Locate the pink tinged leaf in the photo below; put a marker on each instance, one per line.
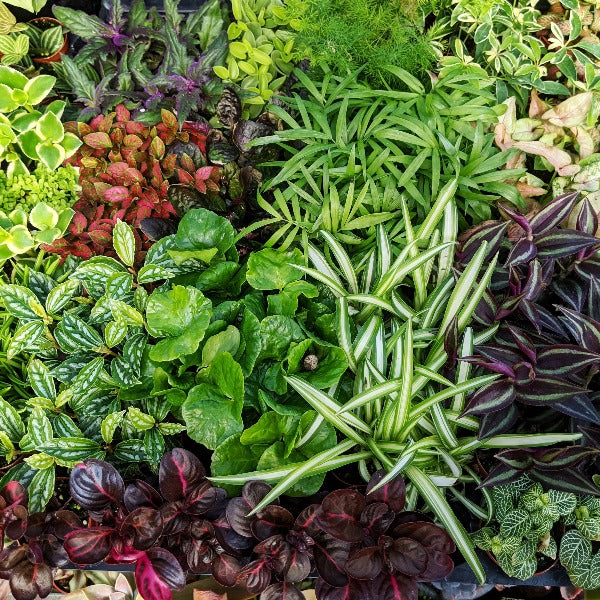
(255, 576)
(225, 569)
(491, 398)
(95, 484)
(89, 546)
(29, 581)
(116, 194)
(98, 140)
(157, 574)
(392, 493)
(340, 515)
(141, 528)
(365, 563)
(179, 471)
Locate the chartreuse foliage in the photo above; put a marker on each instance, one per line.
(29, 136)
(115, 363)
(526, 520)
(390, 408)
(360, 146)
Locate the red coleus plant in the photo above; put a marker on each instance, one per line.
(360, 546)
(35, 543)
(125, 171)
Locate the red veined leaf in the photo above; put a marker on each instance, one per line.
(89, 546)
(393, 493)
(157, 573)
(141, 528)
(340, 515)
(95, 484)
(179, 472)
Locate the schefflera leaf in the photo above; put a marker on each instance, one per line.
(180, 316)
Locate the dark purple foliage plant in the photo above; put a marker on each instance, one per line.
(359, 545)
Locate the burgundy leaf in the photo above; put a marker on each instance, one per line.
(565, 359)
(139, 493)
(330, 555)
(376, 519)
(407, 556)
(392, 493)
(492, 397)
(587, 220)
(142, 527)
(89, 546)
(157, 573)
(274, 519)
(560, 243)
(28, 581)
(365, 563)
(225, 569)
(95, 485)
(340, 515)
(282, 591)
(554, 213)
(390, 586)
(179, 472)
(546, 390)
(256, 576)
(522, 252)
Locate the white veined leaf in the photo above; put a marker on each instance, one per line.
(124, 242)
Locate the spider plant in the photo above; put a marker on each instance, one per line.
(402, 319)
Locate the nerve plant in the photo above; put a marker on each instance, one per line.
(391, 411)
(359, 544)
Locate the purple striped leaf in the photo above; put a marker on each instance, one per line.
(490, 398)
(546, 390)
(564, 359)
(522, 252)
(587, 220)
(560, 243)
(554, 213)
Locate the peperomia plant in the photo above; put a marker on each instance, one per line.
(27, 135)
(361, 545)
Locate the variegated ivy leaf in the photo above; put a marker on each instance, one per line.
(21, 302)
(25, 337)
(74, 335)
(119, 286)
(40, 461)
(140, 299)
(565, 502)
(126, 314)
(114, 333)
(140, 420)
(516, 523)
(60, 296)
(8, 446)
(575, 550)
(39, 428)
(40, 489)
(110, 424)
(151, 273)
(10, 421)
(173, 429)
(124, 242)
(94, 273)
(589, 527)
(41, 380)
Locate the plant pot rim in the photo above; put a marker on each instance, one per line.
(63, 49)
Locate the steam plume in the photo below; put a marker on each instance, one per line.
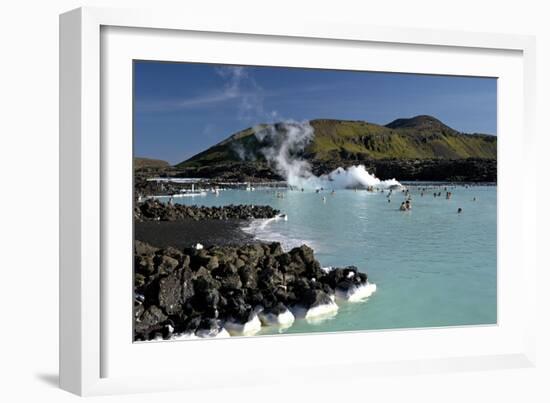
(285, 142)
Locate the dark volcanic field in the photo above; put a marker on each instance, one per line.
(186, 233)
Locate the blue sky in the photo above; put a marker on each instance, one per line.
(180, 109)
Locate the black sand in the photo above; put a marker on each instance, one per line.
(185, 233)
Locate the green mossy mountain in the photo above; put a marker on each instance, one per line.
(418, 138)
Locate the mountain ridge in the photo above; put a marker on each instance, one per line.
(421, 137)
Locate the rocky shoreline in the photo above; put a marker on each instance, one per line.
(155, 210)
(438, 169)
(234, 290)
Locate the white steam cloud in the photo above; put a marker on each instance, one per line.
(286, 141)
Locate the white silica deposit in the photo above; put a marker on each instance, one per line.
(317, 313)
(357, 294)
(284, 319)
(249, 328)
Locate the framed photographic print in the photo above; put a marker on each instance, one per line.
(256, 194)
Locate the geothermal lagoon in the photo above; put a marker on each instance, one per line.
(432, 266)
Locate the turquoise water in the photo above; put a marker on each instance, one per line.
(432, 266)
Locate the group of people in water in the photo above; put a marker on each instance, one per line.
(406, 205)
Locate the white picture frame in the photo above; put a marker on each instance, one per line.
(95, 354)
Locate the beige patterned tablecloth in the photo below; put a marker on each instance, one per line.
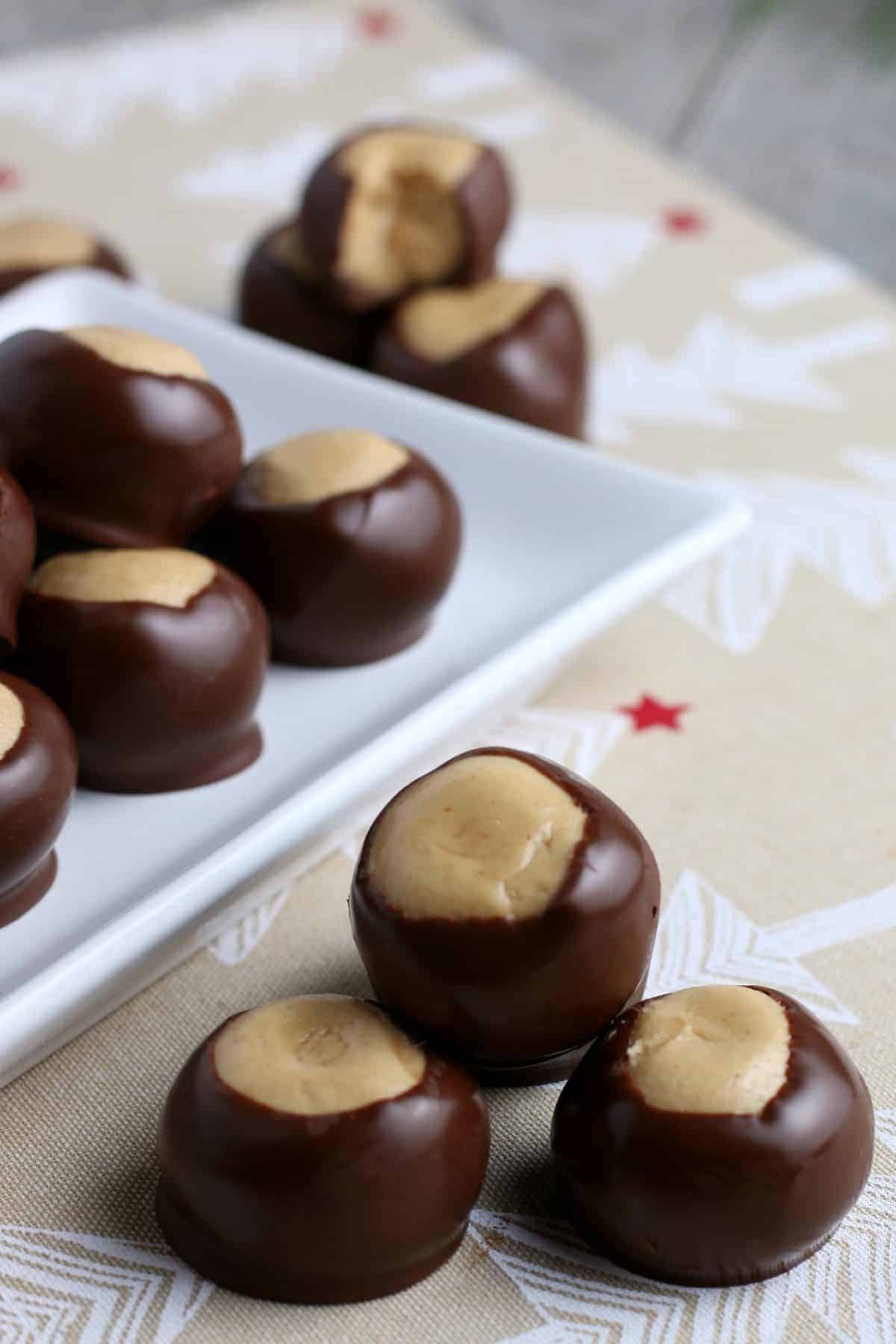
(747, 718)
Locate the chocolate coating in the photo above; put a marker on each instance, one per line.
(520, 1001)
(105, 258)
(715, 1199)
(109, 455)
(484, 199)
(351, 578)
(296, 308)
(159, 698)
(37, 784)
(536, 371)
(319, 1209)
(18, 544)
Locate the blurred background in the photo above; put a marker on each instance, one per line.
(791, 102)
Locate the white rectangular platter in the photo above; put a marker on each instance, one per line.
(559, 542)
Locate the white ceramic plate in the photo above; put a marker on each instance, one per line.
(559, 542)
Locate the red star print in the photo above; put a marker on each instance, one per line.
(378, 25)
(684, 222)
(10, 178)
(653, 714)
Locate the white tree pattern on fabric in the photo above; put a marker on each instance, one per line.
(886, 1128)
(576, 738)
(718, 364)
(272, 175)
(704, 937)
(844, 532)
(591, 249)
(58, 1287)
(240, 940)
(579, 1296)
(186, 73)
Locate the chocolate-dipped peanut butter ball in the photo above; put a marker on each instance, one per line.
(311, 1152)
(714, 1136)
(508, 910)
(156, 656)
(117, 437)
(348, 538)
(514, 347)
(399, 206)
(35, 245)
(16, 556)
(38, 768)
(282, 297)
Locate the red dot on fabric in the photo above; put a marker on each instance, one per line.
(378, 25)
(684, 222)
(650, 712)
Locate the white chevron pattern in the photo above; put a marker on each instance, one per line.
(240, 941)
(187, 73)
(844, 532)
(704, 937)
(579, 1296)
(719, 366)
(62, 1287)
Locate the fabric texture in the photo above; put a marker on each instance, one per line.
(746, 718)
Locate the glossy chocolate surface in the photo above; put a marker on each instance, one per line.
(536, 371)
(37, 785)
(159, 698)
(319, 1209)
(296, 308)
(712, 1201)
(351, 578)
(484, 199)
(109, 455)
(519, 1001)
(105, 258)
(18, 544)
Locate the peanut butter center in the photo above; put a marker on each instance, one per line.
(164, 576)
(714, 1050)
(38, 243)
(317, 1055)
(139, 351)
(403, 223)
(13, 719)
(485, 836)
(323, 464)
(441, 324)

::::::::::

[WHAT TO WORK ON] Beginning with the line that has "Locate the fabric", set down each line through the last one above, exactly, and nothing else.

[EXERCISE OUTPUT]
Locate the fabric texture in the photo above; put a marker on each instance, one per line.
(746, 718)
Locate the glossy chocolate surface in the photo above; put a marker on each instance, one per line.
(536, 371)
(37, 785)
(159, 698)
(319, 1209)
(296, 308)
(712, 1201)
(351, 578)
(484, 199)
(109, 455)
(519, 1001)
(105, 258)
(18, 544)
Locate the peanut butter center in the photo above; put a marker on each instance, one per line.
(164, 576)
(714, 1050)
(38, 243)
(317, 1055)
(139, 351)
(403, 223)
(13, 719)
(485, 836)
(323, 464)
(441, 324)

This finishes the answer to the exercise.